(Data entries)
....
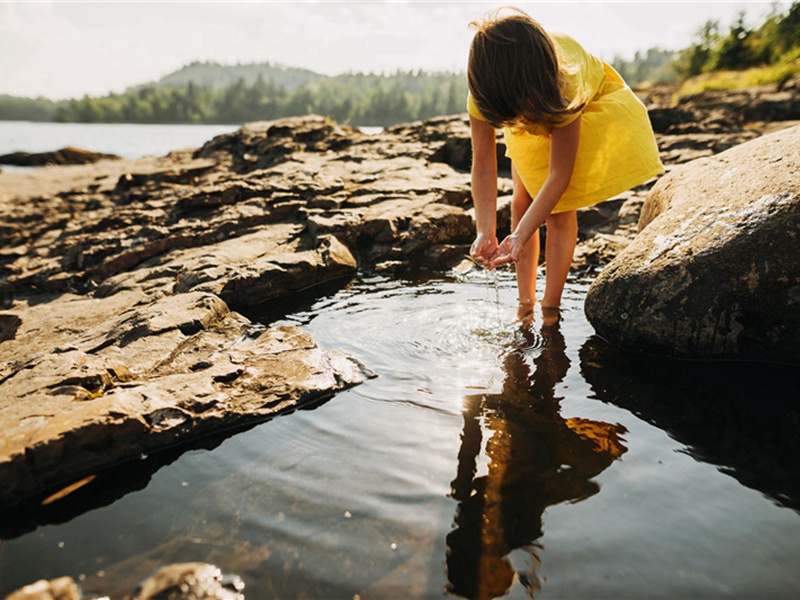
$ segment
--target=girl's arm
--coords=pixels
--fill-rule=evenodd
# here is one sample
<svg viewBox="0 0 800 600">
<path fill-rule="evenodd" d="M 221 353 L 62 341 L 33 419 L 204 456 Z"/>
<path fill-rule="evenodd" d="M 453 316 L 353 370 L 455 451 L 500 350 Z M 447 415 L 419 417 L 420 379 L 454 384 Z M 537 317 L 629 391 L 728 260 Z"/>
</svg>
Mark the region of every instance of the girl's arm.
....
- TASK BRIEF
Retype word for word the line above with "--target=girl's arm" and all lines after it, nothing else.

- OUTPUT OF THE EXERCISE
--target=girl's arm
--coords=pixels
--fill-rule=evenodd
# here is one sample
<svg viewBox="0 0 800 600">
<path fill-rule="evenodd" d="M 221 353 L 62 341 L 33 419 L 204 456 Z"/>
<path fill-rule="evenodd" d="M 453 316 L 353 370 L 455 451 L 500 350 Z M 447 415 L 419 417 L 420 379 L 454 384 Z M 537 317 L 629 391 L 728 260 Z"/>
</svg>
Mark the region of every instance of the girl's arm.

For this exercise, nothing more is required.